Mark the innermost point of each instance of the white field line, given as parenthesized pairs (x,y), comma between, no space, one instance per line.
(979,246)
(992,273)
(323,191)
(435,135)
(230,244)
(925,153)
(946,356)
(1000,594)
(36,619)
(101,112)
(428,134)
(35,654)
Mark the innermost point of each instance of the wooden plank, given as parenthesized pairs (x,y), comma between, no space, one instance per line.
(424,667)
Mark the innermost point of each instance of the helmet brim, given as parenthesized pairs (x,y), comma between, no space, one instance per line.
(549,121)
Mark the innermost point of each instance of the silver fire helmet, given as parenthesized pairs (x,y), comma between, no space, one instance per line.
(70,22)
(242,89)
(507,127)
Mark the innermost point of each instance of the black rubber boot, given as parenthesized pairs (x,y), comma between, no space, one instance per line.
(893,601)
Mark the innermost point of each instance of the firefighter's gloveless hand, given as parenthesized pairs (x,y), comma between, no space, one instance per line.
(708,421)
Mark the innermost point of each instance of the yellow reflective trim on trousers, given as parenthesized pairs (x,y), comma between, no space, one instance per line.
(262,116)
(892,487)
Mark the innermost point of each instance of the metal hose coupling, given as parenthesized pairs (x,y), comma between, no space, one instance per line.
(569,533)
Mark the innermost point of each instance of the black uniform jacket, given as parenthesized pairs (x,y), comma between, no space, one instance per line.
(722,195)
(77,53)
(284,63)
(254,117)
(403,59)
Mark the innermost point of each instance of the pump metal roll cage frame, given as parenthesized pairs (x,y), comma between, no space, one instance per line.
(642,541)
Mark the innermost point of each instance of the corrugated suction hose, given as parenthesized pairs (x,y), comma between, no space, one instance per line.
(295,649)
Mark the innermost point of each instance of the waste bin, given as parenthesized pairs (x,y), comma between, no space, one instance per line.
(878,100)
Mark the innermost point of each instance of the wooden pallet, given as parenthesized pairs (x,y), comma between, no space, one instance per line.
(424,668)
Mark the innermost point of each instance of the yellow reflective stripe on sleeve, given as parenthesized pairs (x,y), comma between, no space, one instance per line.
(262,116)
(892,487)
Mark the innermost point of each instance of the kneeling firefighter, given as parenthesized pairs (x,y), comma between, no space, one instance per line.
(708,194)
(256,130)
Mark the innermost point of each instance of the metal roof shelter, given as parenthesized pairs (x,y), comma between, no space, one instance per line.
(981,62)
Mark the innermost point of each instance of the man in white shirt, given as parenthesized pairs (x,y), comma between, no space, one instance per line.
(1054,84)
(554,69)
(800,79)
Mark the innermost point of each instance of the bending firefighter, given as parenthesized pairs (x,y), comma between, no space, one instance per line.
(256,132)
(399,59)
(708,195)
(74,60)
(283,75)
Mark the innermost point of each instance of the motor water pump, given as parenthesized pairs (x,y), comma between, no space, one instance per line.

• **STATED EXERCISE**
Format the lines of the records above as a numbered list, leaving out any blank lines. Begin at the line that contains "Mark the innermost point of each instance of the bending" and stop after the final line of the records.

• **PROBLEM SOLUTION**
1. Mark the innermost point of each instance of the bending firefighter, given as parenthesized pairs (x,y), comma between, no space, one instance per line.
2. (256,132)
3. (399,59)
4. (708,195)
5. (74,60)
6. (283,75)
7. Mark the innermost point of each instance of the motor water pump, given as parenthesized pairs (x,y), comma between, no space, one instance per line.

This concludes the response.